ST-segment elevation myocardial infarction (STEMI), usually resulting from thrombotic occlusion of a coronary artery, is a fatal cardiovascular emergency requiring early diagnosis and rapid reperfusion therapy. The COVID-19 outbreak reduced the number of STEMI cases reported. Consistent the percentage of patients undergoing primary percutaneous coronary intervention declined while the percentage of patients undergoing thrombolysis increased. (1)
Cardiac catheterization laboratories in the USA confirmed an estimated reduction of 38% in STEMI presentation (mean activation per month before vs. after COVID-19 period, 23.6 vs. 15.3 respectively, 95% CI 26, 49, p < 0.001) in the context of sudden COVID-19 outbreak. (2) A similar drop of 40% in STEMI admissions was observed by Rodriguez-Leor et al. in Spain. (3)
The superiority of PCI over thrombolysis in STEMI cases is well established. (4) In ST-segment elevation myocardial infarction (STEMI) primary percutaneous coronary intervention (PPCI) is to date the recommended therapy if the estimated time is ≤120 min from the diagnosis, otherwise fibrinolytic therapy must be preferred. (5)
Considering the dramatic impact of COVID-19 on emergency services, experts from China, UK and US suggested to reconsider thrombolysis as the best treatment in term of balance between time consumption and operators safety for STEMI patients respect to PPCI. (6)
In 2013, the Strategic Reperfusion Early after Myocardial Infarction (STREAM) study demonstrated that the use of fibrinolytic strategy in patients with STEMI who presented within 3 h after symptoms onset and were not capable for a primary PCI within 1 h, was at least as effective as in those undergoing primary PCI regarding to the composite of death, shock, congestive heart failure or reinfarction up to 30 days. (7)
A recently published algorithm for the management of STEMI during SARS-CoV-2 outbreak from “The COVID-19 and Acute Myocardial Infarction (AMI) committee of Peking Union Medical College Hospital” suggested a more leading role of fibrinolytic treatment in STEMI patients with confirmed or suspected COVID-19, in order to achieve the principle of “time is muscle”. (8)
On the other hand, an important issue to consider is that using fibrinolytic strategy may not be suitable for all patients, not only due to numerical contraindications, but also because a proportion of them may still need a PCI; something that may have an impact on health resources. Another promising idea is the use of robotic-assisted PCI in STEMI patients during SARS-CoV-2 outbreak, as the exposure risk of the catheterization laboratory staff may be reduced. (7)
- Cardiovascular disease is associated with increased severity of COVID-19.
- The number of people with STEMI has decreased during the pandemic and delays in the time looking for medical care have been reported.
- Changes in reperfusion strategies in the covid era.
- Fibrinolytic therapy or robotic-assisted PCI in early presenting STEMI patients may have an alternative role during this period if prevention measures cannot be taken.

### Information shown
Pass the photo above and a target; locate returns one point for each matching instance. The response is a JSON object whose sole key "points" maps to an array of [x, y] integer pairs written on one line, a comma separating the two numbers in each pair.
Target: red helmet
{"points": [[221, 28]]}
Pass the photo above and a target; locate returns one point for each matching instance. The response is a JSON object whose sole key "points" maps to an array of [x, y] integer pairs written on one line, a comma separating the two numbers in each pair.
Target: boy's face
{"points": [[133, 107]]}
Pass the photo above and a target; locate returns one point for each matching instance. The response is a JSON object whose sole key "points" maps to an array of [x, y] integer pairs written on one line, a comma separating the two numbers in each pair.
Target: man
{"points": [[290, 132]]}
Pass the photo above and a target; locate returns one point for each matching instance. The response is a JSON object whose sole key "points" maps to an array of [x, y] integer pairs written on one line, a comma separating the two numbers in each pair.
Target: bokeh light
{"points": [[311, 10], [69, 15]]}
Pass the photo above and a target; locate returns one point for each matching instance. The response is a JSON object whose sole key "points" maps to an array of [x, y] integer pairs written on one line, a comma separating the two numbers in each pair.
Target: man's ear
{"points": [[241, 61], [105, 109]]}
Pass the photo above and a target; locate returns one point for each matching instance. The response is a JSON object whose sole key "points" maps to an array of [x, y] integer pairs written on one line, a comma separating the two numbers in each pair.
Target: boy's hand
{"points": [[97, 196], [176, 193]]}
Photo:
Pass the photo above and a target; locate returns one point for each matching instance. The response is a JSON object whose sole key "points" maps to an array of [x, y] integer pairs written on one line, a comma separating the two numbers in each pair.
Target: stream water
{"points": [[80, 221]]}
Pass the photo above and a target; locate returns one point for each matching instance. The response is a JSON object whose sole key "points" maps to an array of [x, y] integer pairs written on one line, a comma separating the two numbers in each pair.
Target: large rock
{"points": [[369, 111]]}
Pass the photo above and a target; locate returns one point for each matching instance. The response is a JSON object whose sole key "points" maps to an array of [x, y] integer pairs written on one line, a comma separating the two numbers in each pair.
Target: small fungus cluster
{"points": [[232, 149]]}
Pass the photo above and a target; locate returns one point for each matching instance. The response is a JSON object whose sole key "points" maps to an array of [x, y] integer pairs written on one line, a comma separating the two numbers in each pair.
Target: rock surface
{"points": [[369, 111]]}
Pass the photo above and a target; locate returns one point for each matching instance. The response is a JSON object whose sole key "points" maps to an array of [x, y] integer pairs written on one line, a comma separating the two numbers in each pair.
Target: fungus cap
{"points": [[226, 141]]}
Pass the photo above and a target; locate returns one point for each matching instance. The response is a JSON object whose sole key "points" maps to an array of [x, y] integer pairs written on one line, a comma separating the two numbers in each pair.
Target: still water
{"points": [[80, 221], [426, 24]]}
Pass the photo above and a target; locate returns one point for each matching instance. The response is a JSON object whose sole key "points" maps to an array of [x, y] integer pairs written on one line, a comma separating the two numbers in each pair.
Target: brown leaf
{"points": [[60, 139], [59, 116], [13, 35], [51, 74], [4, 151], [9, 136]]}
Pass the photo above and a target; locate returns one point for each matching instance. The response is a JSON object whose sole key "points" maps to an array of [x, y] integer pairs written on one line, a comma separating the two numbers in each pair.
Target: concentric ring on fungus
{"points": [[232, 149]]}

### Your goal
Rewrite the paragraph in the STEMI and COVID-19 text that begins "In 2013, the Strategic Reperfusion" as one shorter sentence that keeps its main facts. The material was taken from another source.

### Response below
The 2013 STREAM study found that, for STEMI patients who presented within 3 hours of symptom onset and could not have primary PCI within 1 hour, a fibrinolytic strategy was at least as effective as primary PCI for the combined outcome of death, shock, congestive heart failure or reinfarction up to 30 days.